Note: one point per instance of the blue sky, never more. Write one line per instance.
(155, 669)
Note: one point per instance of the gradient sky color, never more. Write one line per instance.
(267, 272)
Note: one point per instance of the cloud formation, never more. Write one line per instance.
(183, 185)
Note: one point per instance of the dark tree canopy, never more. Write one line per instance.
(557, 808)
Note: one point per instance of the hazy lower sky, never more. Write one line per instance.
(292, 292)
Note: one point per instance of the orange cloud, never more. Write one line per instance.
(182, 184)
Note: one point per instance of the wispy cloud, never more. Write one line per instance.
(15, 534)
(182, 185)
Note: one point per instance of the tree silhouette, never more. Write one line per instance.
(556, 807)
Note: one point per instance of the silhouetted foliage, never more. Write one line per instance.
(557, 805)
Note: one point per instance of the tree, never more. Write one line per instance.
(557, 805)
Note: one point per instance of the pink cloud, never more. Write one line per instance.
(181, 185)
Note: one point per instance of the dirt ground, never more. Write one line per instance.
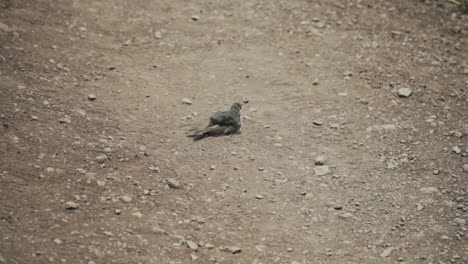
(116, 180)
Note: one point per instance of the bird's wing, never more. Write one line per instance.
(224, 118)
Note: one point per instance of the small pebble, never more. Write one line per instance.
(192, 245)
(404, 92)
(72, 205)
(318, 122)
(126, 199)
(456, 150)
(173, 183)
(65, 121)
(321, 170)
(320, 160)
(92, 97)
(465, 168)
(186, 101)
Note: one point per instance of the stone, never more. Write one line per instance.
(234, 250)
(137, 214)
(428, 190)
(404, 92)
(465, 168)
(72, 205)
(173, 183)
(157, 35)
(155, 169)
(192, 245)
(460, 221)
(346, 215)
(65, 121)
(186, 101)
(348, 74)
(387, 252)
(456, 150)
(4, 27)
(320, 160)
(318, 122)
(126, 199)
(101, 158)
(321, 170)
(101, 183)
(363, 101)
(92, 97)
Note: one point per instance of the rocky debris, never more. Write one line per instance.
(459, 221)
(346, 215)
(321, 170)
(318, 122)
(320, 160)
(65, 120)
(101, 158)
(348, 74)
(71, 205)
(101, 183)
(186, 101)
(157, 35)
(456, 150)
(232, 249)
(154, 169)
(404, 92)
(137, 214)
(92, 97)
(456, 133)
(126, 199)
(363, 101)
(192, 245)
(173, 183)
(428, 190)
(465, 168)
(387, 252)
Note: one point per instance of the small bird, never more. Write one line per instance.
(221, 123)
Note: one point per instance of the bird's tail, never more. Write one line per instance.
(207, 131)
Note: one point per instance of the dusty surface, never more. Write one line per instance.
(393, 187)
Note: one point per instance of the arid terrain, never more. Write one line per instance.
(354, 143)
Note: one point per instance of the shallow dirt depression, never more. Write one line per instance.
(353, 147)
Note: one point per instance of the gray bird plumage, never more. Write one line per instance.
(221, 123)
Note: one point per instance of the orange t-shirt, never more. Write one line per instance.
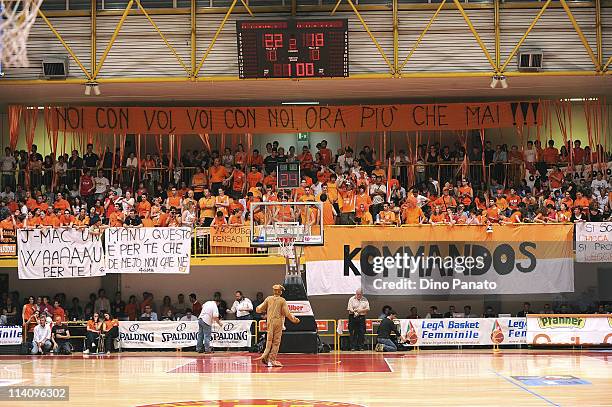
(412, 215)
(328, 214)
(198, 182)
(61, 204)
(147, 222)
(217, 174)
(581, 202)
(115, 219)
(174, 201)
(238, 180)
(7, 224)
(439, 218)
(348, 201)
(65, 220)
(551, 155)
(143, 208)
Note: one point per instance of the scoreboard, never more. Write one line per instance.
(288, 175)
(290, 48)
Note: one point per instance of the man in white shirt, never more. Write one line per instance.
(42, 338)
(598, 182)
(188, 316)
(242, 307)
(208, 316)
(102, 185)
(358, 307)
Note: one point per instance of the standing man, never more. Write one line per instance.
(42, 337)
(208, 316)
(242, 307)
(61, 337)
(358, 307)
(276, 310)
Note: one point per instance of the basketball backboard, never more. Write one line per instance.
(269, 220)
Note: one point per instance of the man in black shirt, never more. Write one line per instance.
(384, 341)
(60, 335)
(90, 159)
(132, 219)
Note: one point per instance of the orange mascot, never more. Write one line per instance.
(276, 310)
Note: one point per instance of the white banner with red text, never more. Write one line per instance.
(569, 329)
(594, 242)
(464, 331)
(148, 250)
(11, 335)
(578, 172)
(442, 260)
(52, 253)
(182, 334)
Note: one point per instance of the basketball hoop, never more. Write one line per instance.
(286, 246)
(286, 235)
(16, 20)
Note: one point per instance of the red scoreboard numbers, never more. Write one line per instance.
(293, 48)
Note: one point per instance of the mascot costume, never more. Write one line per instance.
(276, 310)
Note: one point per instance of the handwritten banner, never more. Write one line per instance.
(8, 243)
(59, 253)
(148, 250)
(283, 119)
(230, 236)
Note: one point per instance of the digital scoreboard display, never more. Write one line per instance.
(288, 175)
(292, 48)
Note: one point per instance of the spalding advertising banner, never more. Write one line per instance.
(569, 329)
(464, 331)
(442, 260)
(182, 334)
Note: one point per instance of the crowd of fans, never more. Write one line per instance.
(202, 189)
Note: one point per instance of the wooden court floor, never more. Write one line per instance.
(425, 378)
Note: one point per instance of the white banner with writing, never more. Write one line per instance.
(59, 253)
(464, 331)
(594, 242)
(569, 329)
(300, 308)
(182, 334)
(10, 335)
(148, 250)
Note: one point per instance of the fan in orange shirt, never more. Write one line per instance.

====

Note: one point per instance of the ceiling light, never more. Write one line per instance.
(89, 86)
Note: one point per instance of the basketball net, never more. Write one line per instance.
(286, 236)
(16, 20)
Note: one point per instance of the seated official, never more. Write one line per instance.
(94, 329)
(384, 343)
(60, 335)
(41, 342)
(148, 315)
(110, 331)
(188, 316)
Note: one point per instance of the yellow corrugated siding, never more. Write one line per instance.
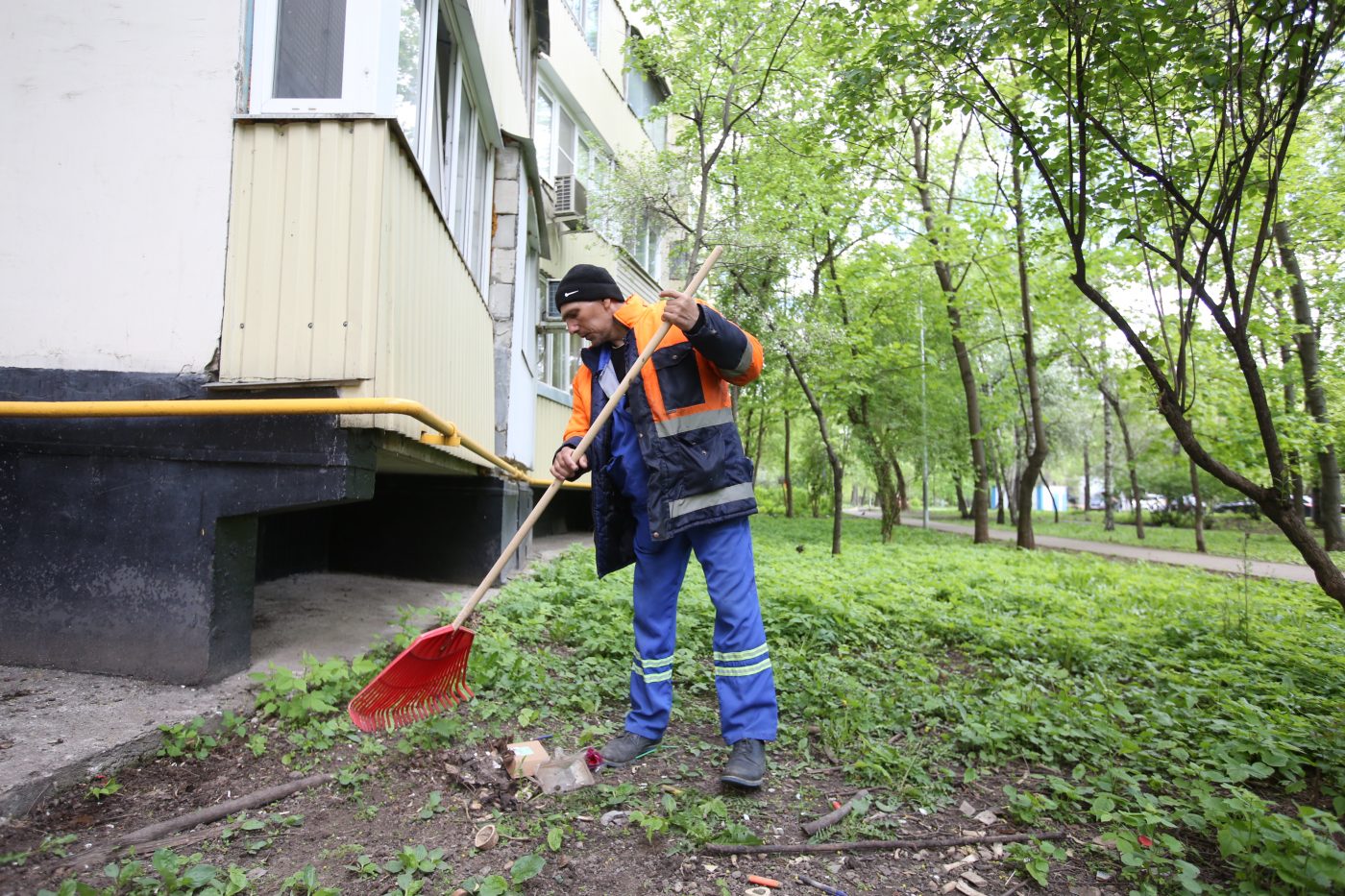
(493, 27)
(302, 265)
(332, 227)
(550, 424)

====

▸ **Exercise directions**:
From the entries above, print the lines beginning at the one with "Note: one point per instance of the wooden" and stopping after the one with "Note: one point per instance of the fan", exactly as written and with nothing else.

▸ **Problem solution**:
Note: one point per instance of the wooden court floor, never more. Write one line per instance.
(425, 378)
Note: one point per instance of the white banner with writing, never more. Write one line per instance.
(59, 253)
(464, 331)
(594, 242)
(569, 329)
(300, 308)
(182, 334)
(10, 335)
(148, 250)
Note: one point per instance of the fan in orange shirt, never more. Write one line per instance.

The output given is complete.